### Records
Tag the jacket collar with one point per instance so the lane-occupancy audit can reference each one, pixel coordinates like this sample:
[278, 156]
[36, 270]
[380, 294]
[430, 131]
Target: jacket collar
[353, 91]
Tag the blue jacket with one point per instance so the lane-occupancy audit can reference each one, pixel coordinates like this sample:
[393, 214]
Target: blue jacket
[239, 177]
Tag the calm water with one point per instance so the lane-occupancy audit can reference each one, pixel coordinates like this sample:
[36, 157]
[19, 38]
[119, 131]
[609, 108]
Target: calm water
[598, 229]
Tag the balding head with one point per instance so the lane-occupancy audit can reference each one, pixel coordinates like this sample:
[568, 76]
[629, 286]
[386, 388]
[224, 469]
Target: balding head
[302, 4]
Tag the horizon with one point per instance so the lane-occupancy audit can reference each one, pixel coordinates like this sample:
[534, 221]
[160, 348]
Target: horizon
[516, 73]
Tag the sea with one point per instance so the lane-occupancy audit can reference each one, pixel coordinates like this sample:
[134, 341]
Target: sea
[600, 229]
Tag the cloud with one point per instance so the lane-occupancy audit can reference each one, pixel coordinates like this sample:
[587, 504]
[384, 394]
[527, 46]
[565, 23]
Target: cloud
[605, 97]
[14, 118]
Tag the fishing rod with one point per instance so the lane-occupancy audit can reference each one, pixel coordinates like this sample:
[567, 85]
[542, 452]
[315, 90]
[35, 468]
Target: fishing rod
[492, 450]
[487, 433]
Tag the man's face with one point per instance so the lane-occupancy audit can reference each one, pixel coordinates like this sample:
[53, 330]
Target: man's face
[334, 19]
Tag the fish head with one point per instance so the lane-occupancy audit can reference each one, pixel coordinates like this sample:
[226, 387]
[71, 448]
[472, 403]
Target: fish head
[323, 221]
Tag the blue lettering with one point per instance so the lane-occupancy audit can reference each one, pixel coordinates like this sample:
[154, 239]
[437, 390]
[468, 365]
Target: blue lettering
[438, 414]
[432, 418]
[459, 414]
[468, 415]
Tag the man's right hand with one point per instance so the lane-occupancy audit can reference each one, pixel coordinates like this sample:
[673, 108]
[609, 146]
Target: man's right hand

### Exercise objective
Scan the listing for the string "this" and copy every line that carries it.

### Reply to the task
Tag the jacket collar with one point per instance so the lane-occupancy audit can reference each one, pixel coordinates like this sample:
Tag the blue jacket with one point per instance so the lane-occupancy audit can reference each one, pixel coordinates like this sample:
Tag the calm water with one point per instance so the lane-occupancy audit can reference each one, pixel coordinates like this sample:
Tag the balding head with one point per instance so the lane-occupancy audit can reference each one, pixel coordinates like this sample:
Tag the horizon with one point per instance so the lane-occupancy audit can reference each one, pixel coordinates like this sample:
Tag the sea with one point per instance so the lane-occupancy audit can reference each one, pixel coordinates like this sample:
Tag the cloud with one point per instance so the lane-occupancy audit can reference each one, pixel coordinates like this sample:
Tag the fishing rod with one point per instance so the lane-occupancy audit can reference each one, pixel coordinates like this sample:
Tag the man's face with one point per instance so the lane-occupancy audit can reference each one, pixel coordinates like this sample:
Tag the fish head with one point per instance so the lane-occupancy audit can reference each one, pixel coordinates like this sample:
Tag the blue lettering with one point per instance so the lane-occupancy audit can reference each one, pixel coordinates like this sample:
Tag the man's right hand with one point per instance so the lane-occupancy audit can reference each one, pixel coordinates like this sample:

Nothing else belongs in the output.